TASK DETAILS: Which lines of the entries below hold the word "nose"? Report each of them.

INFORMATION SUPPLIED:
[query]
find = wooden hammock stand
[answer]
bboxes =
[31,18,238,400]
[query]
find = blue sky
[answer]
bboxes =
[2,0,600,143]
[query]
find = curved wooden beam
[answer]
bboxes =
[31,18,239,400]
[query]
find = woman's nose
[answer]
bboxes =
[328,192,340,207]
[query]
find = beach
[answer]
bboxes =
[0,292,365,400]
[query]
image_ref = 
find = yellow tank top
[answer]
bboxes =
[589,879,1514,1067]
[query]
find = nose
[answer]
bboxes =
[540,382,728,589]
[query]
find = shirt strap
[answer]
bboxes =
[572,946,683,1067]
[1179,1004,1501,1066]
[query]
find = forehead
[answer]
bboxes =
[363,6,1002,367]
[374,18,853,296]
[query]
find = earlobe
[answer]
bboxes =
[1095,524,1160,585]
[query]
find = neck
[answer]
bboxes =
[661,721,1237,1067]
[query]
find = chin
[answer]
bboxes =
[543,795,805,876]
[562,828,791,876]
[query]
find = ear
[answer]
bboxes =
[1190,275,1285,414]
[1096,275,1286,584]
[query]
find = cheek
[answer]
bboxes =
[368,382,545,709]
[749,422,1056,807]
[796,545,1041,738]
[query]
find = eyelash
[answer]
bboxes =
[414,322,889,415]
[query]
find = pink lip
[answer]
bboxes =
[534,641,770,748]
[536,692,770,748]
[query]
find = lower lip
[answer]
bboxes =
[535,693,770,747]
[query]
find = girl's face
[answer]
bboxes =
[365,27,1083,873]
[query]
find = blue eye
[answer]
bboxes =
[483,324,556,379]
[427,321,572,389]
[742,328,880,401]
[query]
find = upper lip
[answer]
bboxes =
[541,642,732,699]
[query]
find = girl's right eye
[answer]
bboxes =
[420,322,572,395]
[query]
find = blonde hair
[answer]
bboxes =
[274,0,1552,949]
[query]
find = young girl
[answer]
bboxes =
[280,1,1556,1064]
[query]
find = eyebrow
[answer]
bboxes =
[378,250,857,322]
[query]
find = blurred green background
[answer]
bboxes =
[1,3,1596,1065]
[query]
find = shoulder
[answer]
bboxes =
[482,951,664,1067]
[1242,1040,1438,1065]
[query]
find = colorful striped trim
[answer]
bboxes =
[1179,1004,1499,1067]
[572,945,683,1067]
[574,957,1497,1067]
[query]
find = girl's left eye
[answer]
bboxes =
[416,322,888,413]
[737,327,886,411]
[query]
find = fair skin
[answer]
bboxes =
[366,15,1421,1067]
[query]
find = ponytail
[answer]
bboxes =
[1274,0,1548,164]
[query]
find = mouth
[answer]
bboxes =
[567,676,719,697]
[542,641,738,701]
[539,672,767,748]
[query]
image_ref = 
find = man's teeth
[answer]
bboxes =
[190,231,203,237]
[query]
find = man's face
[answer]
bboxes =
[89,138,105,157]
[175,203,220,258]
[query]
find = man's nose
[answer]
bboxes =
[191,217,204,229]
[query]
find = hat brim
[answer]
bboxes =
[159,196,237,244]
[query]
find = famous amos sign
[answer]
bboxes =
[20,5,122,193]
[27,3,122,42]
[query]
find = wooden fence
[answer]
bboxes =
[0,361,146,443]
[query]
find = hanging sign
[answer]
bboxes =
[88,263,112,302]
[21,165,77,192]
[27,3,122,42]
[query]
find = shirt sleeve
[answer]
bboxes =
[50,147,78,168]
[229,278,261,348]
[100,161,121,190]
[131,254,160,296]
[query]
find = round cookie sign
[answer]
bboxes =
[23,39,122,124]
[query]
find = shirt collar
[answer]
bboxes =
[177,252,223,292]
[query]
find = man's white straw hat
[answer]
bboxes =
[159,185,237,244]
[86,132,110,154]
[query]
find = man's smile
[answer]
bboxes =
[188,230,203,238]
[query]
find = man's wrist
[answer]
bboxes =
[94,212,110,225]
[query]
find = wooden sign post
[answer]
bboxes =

EXERCISE ANSWER:
find = woman's nose
find = nose
find = man's nose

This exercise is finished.